Excerpted passage:

..............................

Case Number: EC067976 Hearing Date: August 31, 2018 Dept: NCD
TENTATIVE RULING
Calendar: 3
Date: 8/31/18
Case No: EC 067976 Trial Date: None Set
Case Name: Manvelyan v. Carmax
DEMURRER
MOTION TO STRIKE
[CCP §430.10 et. seq.]
Moving Party: Defendant Carmax Auto Superstores California, LLC
Responding Party: Plaintiff Mary Manvelyan
RULING:
The court notes that the oppositions are untimely, filed and served one court day late. The court has in its discretion considered the oppositions, only because the reply has addressed the oppositions on their merits. Counsel for plaintiff is cautioned that in the future the court may refuse to consider pleadings not filed in conformity with the statutes, rules and procedures governing this litigation.
Defendant CarMax Auto Superstores California, LLC’s Demurrer to Plaintiff Mary Manvelyan’s First Amended Complaint:
Demurrer is SUSTAINED WITH LEAVE TO AMEND as to the third cause of action for Violation of Vehicle Code Section 11713.18(a) on the ground that while the FAC alleges that the vehicle inspection report provided was deficient, it does not explain how the report, attached as Exhibit 3 to the pleading, fails to comply with the section. The attachment appears to list all the components inspected, which is all that is required under the statute.

..............................

Entries shown:
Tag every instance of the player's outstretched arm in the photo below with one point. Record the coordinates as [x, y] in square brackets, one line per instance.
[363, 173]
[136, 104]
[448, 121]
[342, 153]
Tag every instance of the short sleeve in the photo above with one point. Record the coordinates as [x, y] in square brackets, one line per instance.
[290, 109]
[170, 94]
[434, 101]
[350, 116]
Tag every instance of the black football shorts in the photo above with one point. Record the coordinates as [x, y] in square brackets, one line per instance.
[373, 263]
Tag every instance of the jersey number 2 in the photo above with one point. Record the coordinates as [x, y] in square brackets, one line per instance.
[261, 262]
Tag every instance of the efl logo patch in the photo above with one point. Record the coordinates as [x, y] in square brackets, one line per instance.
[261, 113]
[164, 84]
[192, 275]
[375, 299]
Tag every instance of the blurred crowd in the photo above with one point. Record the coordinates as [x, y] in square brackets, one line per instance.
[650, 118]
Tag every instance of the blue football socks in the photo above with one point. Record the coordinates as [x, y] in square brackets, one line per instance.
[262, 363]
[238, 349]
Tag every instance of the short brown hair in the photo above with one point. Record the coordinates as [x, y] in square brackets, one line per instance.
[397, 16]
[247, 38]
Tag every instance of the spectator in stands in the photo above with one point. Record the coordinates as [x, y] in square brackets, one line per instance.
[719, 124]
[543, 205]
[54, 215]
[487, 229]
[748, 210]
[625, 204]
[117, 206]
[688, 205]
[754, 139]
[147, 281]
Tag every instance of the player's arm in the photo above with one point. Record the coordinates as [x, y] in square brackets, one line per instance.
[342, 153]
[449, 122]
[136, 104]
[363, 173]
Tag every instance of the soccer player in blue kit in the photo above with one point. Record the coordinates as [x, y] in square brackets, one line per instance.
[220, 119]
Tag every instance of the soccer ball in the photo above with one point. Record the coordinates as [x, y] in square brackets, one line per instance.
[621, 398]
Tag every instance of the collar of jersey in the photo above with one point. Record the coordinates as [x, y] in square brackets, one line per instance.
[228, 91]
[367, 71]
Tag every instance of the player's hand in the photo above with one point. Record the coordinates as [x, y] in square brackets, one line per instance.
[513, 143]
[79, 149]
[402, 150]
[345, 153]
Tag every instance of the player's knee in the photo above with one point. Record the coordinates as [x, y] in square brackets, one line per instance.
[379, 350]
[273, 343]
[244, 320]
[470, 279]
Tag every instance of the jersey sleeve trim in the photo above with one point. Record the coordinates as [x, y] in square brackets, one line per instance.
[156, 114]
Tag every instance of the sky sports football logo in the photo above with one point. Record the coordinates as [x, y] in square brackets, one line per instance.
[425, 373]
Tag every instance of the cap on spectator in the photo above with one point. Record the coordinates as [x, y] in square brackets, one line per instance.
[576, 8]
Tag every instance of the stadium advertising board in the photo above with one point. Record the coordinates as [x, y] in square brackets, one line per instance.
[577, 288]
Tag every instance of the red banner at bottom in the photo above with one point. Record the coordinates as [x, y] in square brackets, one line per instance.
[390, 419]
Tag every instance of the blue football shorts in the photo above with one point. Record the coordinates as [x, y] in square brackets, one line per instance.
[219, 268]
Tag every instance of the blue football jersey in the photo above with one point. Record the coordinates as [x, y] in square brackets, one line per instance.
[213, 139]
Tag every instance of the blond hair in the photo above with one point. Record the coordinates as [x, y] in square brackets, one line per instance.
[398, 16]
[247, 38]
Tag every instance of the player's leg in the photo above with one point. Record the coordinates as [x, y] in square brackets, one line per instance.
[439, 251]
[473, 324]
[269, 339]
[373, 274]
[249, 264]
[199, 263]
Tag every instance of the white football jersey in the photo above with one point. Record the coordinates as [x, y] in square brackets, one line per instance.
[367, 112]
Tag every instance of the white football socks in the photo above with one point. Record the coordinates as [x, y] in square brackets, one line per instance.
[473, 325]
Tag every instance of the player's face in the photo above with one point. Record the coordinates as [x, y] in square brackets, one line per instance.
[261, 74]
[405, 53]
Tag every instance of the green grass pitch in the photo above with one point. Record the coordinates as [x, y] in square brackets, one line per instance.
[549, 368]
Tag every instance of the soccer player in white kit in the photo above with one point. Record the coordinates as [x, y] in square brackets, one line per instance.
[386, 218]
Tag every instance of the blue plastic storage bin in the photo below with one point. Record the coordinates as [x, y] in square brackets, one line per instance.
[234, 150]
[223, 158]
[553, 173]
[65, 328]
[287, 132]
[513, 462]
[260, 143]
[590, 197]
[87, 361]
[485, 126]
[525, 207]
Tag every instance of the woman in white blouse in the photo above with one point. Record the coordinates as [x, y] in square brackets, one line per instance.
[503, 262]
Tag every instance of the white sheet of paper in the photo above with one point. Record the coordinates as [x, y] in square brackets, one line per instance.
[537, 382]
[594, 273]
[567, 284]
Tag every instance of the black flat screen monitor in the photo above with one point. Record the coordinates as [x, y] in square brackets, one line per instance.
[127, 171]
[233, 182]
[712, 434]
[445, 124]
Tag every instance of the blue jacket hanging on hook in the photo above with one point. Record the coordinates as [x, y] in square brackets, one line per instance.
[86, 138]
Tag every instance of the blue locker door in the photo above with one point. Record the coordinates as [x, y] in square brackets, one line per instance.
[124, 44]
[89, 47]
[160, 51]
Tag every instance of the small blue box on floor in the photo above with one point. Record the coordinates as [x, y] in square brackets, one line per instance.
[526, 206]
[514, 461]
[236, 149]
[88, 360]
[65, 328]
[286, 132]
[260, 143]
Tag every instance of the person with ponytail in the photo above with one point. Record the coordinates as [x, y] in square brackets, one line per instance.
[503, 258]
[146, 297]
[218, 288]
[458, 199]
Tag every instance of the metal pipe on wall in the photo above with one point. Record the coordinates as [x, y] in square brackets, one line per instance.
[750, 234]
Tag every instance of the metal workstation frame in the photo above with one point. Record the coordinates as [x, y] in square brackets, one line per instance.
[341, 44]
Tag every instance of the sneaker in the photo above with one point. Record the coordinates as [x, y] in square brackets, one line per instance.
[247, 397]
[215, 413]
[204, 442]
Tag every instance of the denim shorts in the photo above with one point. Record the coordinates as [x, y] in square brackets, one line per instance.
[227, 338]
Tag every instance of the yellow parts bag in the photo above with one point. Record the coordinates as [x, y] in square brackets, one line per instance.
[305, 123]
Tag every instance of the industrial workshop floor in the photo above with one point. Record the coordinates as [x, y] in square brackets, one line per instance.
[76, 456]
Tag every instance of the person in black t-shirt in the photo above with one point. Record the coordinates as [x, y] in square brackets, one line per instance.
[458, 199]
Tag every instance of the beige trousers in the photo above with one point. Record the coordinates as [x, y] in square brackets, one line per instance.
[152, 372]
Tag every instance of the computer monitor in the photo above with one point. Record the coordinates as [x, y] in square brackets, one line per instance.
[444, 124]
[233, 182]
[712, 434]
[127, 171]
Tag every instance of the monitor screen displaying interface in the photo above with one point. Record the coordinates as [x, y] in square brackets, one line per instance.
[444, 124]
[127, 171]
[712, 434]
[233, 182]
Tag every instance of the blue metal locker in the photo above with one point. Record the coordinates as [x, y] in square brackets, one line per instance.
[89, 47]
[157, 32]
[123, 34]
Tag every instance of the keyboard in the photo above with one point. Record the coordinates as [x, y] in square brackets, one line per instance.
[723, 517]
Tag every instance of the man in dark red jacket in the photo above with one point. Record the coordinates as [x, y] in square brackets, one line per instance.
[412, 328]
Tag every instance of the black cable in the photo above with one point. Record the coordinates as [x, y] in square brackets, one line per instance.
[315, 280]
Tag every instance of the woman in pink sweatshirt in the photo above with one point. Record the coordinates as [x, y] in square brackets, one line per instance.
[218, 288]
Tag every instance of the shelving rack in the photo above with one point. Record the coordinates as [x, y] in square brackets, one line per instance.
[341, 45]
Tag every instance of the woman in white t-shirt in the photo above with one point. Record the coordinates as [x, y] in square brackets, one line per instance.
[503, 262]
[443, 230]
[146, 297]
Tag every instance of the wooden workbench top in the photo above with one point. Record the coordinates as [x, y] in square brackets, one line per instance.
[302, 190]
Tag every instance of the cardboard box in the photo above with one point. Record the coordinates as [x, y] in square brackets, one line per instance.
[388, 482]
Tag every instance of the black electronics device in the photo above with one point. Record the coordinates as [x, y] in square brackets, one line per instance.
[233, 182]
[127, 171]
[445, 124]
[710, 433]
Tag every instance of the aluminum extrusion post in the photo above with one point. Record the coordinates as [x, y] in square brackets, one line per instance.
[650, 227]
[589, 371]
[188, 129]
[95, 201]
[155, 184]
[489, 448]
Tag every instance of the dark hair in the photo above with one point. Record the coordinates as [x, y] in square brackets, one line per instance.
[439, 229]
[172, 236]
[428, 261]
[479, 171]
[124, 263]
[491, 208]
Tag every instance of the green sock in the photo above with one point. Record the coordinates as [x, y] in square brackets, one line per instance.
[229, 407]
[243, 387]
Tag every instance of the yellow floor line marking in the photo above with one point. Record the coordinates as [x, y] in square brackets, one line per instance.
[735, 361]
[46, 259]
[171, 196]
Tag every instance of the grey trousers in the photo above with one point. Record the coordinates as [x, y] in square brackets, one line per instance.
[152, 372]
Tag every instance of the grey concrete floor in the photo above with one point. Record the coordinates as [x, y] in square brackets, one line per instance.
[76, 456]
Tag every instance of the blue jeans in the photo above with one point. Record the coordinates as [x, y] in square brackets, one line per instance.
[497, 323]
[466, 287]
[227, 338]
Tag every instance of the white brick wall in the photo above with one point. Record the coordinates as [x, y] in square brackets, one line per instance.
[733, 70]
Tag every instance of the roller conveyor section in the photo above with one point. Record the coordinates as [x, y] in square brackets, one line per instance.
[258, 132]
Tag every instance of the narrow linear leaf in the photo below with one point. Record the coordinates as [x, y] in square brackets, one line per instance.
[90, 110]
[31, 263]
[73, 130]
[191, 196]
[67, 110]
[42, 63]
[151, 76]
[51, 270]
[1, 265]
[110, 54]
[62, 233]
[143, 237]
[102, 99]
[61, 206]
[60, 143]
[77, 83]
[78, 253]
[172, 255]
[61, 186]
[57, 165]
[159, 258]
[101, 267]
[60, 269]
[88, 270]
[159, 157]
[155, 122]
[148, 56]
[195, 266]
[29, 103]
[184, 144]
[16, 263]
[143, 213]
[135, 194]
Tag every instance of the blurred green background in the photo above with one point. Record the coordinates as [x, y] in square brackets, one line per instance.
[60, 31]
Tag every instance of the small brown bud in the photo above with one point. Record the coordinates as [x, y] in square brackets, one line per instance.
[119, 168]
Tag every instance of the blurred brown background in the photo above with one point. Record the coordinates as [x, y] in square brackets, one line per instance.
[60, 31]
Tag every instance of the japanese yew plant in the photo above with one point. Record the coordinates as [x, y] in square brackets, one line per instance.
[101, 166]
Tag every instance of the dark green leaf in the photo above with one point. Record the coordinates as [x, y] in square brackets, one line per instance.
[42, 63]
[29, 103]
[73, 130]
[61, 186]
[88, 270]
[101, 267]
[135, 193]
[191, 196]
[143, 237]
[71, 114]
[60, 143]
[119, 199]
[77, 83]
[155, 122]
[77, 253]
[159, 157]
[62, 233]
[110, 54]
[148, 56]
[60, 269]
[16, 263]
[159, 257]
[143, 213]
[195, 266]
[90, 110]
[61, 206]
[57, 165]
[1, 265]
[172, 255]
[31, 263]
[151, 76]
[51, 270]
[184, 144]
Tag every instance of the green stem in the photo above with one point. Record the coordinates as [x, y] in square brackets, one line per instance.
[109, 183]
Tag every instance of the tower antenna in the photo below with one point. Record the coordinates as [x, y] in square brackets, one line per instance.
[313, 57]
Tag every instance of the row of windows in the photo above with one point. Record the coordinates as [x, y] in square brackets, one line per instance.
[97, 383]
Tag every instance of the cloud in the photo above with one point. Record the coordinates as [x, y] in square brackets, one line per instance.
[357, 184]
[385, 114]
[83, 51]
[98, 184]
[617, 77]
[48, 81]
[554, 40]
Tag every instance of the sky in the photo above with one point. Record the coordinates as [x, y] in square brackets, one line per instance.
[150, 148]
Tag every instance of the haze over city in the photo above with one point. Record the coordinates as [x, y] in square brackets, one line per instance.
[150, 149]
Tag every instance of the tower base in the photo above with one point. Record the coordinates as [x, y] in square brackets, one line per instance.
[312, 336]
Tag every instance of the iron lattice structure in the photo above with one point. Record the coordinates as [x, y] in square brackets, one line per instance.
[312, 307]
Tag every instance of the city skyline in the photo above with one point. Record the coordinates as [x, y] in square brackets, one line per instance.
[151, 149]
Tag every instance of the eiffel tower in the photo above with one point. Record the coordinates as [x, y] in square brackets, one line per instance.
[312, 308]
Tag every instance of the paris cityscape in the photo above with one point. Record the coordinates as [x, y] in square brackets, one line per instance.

..............................

Problem: According to the tentative ruling, how late were the oppositions filed and served?

Response: One court day late.